Data supplied:
——————

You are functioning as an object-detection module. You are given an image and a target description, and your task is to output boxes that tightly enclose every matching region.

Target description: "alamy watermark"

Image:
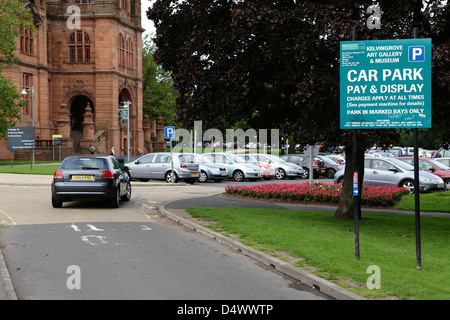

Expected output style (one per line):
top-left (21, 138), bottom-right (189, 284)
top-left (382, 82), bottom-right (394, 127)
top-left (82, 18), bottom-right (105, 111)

top-left (366, 265), bottom-right (381, 290)
top-left (173, 121), bottom-right (280, 153)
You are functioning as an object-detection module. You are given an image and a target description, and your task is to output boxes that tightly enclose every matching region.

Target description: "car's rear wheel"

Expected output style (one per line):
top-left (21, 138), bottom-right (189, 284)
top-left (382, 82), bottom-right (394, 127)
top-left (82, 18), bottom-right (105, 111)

top-left (444, 179), bottom-right (450, 190)
top-left (275, 168), bottom-right (286, 180)
top-left (166, 171), bottom-right (178, 183)
top-left (111, 187), bottom-right (120, 208)
top-left (52, 196), bottom-right (63, 208)
top-left (327, 169), bottom-right (336, 179)
top-left (120, 181), bottom-right (131, 201)
top-left (233, 170), bottom-right (244, 182)
top-left (198, 170), bottom-right (208, 182)
top-left (400, 180), bottom-right (414, 194)
top-left (302, 168), bottom-right (309, 179)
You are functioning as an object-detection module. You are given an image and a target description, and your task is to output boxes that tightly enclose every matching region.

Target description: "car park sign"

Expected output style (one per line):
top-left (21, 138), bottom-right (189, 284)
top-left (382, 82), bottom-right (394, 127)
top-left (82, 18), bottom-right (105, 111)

top-left (340, 39), bottom-right (431, 129)
top-left (164, 127), bottom-right (175, 139)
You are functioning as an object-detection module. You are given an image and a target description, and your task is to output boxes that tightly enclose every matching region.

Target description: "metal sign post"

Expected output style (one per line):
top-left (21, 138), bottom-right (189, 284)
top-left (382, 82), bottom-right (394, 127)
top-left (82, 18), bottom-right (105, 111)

top-left (340, 32), bottom-right (431, 269)
top-left (164, 127), bottom-right (175, 183)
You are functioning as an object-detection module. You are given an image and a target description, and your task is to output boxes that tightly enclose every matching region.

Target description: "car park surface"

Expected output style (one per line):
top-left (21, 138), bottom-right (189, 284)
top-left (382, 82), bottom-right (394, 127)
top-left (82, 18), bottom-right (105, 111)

top-left (397, 157), bottom-right (450, 190)
top-left (51, 156), bottom-right (131, 208)
top-left (125, 152), bottom-right (200, 184)
top-left (334, 157), bottom-right (444, 193)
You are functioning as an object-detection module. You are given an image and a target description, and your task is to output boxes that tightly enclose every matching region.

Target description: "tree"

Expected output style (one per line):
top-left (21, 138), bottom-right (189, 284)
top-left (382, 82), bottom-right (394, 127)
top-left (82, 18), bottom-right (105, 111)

top-left (142, 35), bottom-right (178, 125)
top-left (0, 0), bottom-right (32, 138)
top-left (147, 0), bottom-right (450, 219)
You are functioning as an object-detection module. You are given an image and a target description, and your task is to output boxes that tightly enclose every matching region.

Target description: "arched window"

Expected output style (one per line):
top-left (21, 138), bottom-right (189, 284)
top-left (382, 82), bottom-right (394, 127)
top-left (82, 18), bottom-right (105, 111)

top-left (126, 39), bottom-right (134, 69)
top-left (69, 30), bottom-right (91, 63)
top-left (118, 34), bottom-right (125, 66)
top-left (20, 28), bottom-right (34, 54)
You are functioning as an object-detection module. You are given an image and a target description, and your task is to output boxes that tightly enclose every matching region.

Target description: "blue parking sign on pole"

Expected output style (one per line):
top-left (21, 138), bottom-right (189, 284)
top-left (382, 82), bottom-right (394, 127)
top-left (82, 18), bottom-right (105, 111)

top-left (164, 127), bottom-right (175, 139)
top-left (340, 39), bottom-right (431, 129)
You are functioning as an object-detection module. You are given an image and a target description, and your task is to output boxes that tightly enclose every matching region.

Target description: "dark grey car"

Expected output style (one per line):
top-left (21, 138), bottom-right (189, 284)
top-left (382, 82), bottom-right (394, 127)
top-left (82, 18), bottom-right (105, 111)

top-left (52, 156), bottom-right (131, 208)
top-left (125, 152), bottom-right (200, 184)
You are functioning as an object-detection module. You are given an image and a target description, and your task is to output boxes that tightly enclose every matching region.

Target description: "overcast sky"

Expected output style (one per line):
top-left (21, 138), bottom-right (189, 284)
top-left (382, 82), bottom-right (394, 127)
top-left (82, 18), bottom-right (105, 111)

top-left (141, 0), bottom-right (155, 34)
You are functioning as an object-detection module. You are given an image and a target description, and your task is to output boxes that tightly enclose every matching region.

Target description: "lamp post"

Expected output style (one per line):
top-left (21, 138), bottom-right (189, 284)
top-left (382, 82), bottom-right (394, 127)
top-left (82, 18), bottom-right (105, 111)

top-left (123, 101), bottom-right (131, 161)
top-left (20, 86), bottom-right (36, 165)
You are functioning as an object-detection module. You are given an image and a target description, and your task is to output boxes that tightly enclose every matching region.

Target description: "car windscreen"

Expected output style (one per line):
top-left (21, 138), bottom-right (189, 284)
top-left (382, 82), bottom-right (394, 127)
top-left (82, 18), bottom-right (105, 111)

top-left (389, 159), bottom-right (414, 171)
top-left (428, 159), bottom-right (450, 170)
top-left (60, 158), bottom-right (107, 170)
top-left (228, 154), bottom-right (245, 163)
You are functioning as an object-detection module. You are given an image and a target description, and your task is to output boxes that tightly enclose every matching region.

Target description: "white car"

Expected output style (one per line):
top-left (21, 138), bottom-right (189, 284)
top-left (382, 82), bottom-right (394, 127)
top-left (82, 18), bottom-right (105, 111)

top-left (202, 152), bottom-right (263, 182)
top-left (253, 153), bottom-right (304, 180)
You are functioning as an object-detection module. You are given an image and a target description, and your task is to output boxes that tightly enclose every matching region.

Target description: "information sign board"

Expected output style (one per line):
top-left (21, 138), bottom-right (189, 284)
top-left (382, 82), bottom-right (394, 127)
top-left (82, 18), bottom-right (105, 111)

top-left (6, 127), bottom-right (36, 150)
top-left (340, 39), bottom-right (431, 129)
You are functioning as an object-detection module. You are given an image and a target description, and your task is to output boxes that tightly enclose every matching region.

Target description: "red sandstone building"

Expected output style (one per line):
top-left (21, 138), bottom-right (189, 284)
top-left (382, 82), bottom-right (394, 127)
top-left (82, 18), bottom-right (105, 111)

top-left (0, 0), bottom-right (163, 159)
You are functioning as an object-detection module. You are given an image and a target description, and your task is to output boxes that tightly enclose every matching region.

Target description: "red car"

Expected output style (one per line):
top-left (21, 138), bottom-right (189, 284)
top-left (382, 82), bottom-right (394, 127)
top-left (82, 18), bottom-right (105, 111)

top-left (397, 157), bottom-right (450, 190)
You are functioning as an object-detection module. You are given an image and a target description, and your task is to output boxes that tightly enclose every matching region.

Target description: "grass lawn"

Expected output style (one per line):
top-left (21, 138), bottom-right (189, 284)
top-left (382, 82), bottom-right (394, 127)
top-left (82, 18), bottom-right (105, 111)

top-left (188, 208), bottom-right (450, 300)
top-left (0, 162), bottom-right (59, 175)
top-left (395, 191), bottom-right (450, 213)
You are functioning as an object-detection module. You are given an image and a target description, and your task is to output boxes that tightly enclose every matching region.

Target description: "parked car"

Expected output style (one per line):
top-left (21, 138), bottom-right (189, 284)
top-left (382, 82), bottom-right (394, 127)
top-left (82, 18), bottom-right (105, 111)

top-left (317, 156), bottom-right (343, 179)
top-left (280, 154), bottom-right (326, 179)
top-left (203, 153), bottom-right (263, 181)
top-left (327, 154), bottom-right (345, 165)
top-left (51, 156), bottom-right (131, 208)
top-left (368, 147), bottom-right (404, 157)
top-left (186, 153), bottom-right (228, 182)
top-left (334, 157), bottom-right (444, 193)
top-left (432, 158), bottom-right (450, 167)
top-left (237, 154), bottom-right (275, 180)
top-left (254, 153), bottom-right (305, 180)
top-left (125, 152), bottom-right (200, 184)
top-left (398, 157), bottom-right (450, 190)
top-left (431, 143), bottom-right (450, 159)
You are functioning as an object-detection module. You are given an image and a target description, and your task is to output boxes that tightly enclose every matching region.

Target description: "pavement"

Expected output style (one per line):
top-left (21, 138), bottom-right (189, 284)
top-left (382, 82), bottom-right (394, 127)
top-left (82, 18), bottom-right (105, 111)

top-left (0, 173), bottom-right (449, 300)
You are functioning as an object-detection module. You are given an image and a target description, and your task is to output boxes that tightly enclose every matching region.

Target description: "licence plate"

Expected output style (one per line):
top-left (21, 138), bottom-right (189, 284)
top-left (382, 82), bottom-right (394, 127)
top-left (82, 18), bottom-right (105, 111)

top-left (72, 175), bottom-right (94, 181)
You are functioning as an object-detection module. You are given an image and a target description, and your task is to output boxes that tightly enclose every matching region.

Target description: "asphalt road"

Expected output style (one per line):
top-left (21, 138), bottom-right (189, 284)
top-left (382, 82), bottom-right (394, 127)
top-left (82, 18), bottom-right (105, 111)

top-left (0, 182), bottom-right (329, 300)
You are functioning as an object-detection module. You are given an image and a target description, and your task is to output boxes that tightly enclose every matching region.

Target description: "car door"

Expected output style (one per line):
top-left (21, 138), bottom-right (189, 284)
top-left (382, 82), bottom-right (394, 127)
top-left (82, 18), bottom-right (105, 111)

top-left (150, 153), bottom-right (172, 180)
top-left (131, 154), bottom-right (155, 179)
top-left (111, 158), bottom-right (128, 194)
top-left (370, 159), bottom-right (399, 186)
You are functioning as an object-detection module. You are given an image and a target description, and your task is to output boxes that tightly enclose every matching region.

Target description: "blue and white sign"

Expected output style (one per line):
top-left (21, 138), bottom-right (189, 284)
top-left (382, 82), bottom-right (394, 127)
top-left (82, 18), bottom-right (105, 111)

top-left (164, 127), bottom-right (175, 139)
top-left (340, 39), bottom-right (431, 129)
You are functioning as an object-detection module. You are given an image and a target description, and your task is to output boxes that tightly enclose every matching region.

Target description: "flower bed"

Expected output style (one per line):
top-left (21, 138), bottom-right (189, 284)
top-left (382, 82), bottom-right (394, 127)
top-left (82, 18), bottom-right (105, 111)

top-left (225, 182), bottom-right (408, 206)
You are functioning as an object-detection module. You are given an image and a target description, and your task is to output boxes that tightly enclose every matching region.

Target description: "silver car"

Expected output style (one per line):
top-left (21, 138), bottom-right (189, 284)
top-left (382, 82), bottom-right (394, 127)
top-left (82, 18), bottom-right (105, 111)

top-left (186, 153), bottom-right (228, 182)
top-left (253, 153), bottom-right (305, 180)
top-left (334, 157), bottom-right (444, 193)
top-left (203, 153), bottom-right (263, 181)
top-left (125, 152), bottom-right (200, 184)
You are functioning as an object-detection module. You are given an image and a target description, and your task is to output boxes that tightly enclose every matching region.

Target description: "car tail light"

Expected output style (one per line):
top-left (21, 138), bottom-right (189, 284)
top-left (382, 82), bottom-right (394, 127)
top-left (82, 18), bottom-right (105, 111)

top-left (102, 171), bottom-right (114, 179)
top-left (53, 170), bottom-right (63, 179)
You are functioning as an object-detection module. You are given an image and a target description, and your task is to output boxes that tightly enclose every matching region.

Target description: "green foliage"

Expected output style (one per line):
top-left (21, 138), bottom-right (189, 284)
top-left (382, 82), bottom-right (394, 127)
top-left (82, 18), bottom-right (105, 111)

top-left (0, 0), bottom-right (33, 138)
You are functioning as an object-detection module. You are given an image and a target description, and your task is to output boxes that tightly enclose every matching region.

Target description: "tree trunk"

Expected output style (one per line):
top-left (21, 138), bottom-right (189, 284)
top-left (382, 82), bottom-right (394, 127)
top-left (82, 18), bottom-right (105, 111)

top-left (333, 141), bottom-right (364, 220)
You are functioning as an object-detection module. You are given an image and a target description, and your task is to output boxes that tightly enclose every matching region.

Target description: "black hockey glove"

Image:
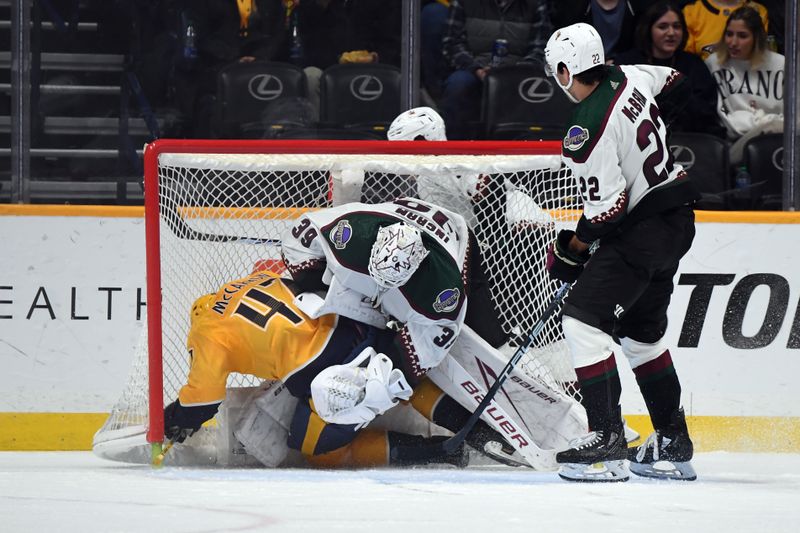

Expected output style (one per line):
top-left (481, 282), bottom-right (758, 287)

top-left (164, 400), bottom-right (219, 442)
top-left (547, 229), bottom-right (591, 283)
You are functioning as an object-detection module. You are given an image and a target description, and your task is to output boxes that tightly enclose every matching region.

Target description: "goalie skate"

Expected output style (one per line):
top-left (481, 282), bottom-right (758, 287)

top-left (556, 425), bottom-right (630, 482)
top-left (628, 409), bottom-right (697, 481)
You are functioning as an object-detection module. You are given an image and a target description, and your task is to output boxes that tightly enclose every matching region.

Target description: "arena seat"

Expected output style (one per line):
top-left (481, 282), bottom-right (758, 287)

top-left (319, 63), bottom-right (402, 137)
top-left (481, 63), bottom-right (574, 140)
top-left (669, 132), bottom-right (732, 210)
top-left (744, 133), bottom-right (783, 211)
top-left (215, 61), bottom-right (313, 138)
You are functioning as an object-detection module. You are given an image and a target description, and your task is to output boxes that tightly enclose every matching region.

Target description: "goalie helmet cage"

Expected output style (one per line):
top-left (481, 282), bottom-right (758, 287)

top-left (95, 140), bottom-right (580, 454)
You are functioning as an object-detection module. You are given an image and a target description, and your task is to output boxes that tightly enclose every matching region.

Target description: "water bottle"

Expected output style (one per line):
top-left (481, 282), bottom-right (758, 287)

top-left (490, 39), bottom-right (508, 67)
top-left (289, 11), bottom-right (304, 67)
top-left (767, 35), bottom-right (778, 52)
top-left (183, 21), bottom-right (197, 65)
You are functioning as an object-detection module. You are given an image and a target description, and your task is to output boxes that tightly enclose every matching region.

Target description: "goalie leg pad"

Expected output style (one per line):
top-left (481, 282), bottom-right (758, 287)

top-left (558, 460), bottom-right (631, 483)
top-left (306, 428), bottom-right (389, 468)
top-left (233, 382), bottom-right (297, 467)
top-left (287, 399), bottom-right (358, 458)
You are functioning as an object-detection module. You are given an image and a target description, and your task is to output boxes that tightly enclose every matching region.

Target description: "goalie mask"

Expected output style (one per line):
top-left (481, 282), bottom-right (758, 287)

top-left (369, 222), bottom-right (428, 289)
top-left (544, 22), bottom-right (606, 103)
top-left (386, 107), bottom-right (447, 141)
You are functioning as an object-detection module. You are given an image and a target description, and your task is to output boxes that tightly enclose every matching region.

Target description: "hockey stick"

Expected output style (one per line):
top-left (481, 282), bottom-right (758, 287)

top-left (391, 283), bottom-right (572, 460)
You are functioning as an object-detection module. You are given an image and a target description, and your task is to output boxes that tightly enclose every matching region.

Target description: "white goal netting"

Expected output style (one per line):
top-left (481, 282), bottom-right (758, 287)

top-left (95, 142), bottom-right (580, 462)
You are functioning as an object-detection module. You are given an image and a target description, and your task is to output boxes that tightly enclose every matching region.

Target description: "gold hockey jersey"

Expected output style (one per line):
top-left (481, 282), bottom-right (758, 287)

top-left (179, 272), bottom-right (363, 406)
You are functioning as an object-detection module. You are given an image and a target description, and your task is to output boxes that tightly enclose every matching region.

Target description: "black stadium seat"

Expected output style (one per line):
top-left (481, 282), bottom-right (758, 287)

top-left (215, 61), bottom-right (311, 138)
top-left (744, 133), bottom-right (783, 211)
top-left (319, 63), bottom-right (401, 135)
top-left (481, 63), bottom-right (574, 139)
top-left (669, 132), bottom-right (731, 210)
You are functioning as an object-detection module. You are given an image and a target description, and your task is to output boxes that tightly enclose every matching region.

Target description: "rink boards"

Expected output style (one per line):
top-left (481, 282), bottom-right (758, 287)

top-left (0, 205), bottom-right (800, 452)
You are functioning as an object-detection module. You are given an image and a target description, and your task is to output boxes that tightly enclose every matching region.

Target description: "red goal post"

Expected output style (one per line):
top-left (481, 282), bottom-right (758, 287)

top-left (95, 140), bottom-right (579, 460)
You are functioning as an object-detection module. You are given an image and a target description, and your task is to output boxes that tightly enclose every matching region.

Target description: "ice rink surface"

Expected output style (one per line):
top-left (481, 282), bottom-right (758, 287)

top-left (0, 452), bottom-right (800, 533)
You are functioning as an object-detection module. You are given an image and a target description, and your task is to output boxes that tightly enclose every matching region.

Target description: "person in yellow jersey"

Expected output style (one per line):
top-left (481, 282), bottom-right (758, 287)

top-left (683, 0), bottom-right (769, 60)
top-left (164, 271), bottom-right (507, 467)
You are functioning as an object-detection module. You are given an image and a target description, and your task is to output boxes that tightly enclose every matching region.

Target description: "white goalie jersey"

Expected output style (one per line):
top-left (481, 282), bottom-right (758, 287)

top-left (282, 198), bottom-right (469, 376)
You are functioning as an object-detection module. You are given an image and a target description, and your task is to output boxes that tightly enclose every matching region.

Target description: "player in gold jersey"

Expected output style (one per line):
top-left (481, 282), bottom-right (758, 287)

top-left (164, 272), bottom-right (506, 467)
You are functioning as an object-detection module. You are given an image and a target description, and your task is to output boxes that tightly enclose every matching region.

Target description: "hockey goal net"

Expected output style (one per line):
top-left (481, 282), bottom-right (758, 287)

top-left (95, 140), bottom-right (579, 464)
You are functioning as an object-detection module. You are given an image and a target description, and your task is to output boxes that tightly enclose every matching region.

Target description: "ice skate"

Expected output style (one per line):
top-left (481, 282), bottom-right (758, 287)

top-left (556, 425), bottom-right (630, 482)
top-left (628, 409), bottom-right (697, 481)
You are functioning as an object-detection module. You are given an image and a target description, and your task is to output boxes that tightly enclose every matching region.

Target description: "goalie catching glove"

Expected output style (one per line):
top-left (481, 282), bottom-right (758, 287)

top-left (311, 348), bottom-right (412, 429)
top-left (547, 229), bottom-right (591, 283)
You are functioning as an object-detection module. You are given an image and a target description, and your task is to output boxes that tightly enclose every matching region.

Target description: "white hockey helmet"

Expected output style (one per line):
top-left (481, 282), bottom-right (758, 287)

top-left (369, 222), bottom-right (428, 289)
top-left (544, 22), bottom-right (606, 97)
top-left (386, 107), bottom-right (447, 141)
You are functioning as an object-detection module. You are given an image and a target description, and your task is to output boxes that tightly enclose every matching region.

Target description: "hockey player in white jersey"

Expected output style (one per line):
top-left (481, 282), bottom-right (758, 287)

top-left (545, 23), bottom-right (699, 481)
top-left (281, 198), bottom-right (505, 382)
top-left (386, 107), bottom-right (550, 233)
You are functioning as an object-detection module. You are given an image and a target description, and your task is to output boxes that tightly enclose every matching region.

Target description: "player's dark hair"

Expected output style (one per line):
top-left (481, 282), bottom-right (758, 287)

top-left (636, 0), bottom-right (689, 62)
top-left (573, 65), bottom-right (610, 85)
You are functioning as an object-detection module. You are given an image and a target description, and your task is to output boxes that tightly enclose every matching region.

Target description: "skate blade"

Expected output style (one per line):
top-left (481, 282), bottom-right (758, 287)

top-left (558, 459), bottom-right (631, 483)
top-left (483, 441), bottom-right (531, 467)
top-left (630, 461), bottom-right (697, 481)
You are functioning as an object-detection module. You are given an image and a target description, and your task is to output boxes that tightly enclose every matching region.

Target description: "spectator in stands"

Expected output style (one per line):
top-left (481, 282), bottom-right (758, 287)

top-left (440, 0), bottom-right (552, 140)
top-left (683, 0), bottom-right (769, 59)
top-left (296, 0), bottom-right (401, 118)
top-left (706, 6), bottom-right (785, 164)
top-left (553, 0), bottom-right (650, 63)
top-left (615, 0), bottom-right (725, 137)
top-left (420, 0), bottom-right (450, 100)
top-left (169, 0), bottom-right (287, 137)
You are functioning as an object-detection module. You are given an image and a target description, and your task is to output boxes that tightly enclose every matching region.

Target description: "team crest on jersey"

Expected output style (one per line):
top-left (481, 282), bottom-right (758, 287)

top-left (564, 125), bottom-right (589, 152)
top-left (330, 220), bottom-right (353, 250)
top-left (433, 288), bottom-right (461, 313)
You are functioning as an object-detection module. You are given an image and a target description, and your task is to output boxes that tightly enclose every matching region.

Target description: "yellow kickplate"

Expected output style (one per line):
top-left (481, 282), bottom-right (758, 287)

top-left (0, 413), bottom-right (108, 451)
top-left (625, 415), bottom-right (800, 453)
top-left (0, 413), bottom-right (800, 453)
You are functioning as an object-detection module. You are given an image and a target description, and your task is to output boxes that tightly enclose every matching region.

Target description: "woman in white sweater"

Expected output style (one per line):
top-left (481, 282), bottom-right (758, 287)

——————

Copy everything from the start of the entries above down to and including the line containing "top-left (173, 121), bottom-right (280, 153)", shifting every coordinate in the answer boxes up by 89 and leaving out the pictures.

You are functioning as an object-detection module. You are given an image and a target description, and your task is to output boxes that tightly enclose every matching region.

Target description: "alamy watermark"

Image:

Expected output style (one per line):
top-left (21, 138), bottom-right (189, 284)
top-left (382, 82), bottom-right (394, 127)
top-left (82, 18), bottom-right (105, 111)

top-left (455, 354), bottom-right (470, 379)
top-left (262, 210), bottom-right (369, 242)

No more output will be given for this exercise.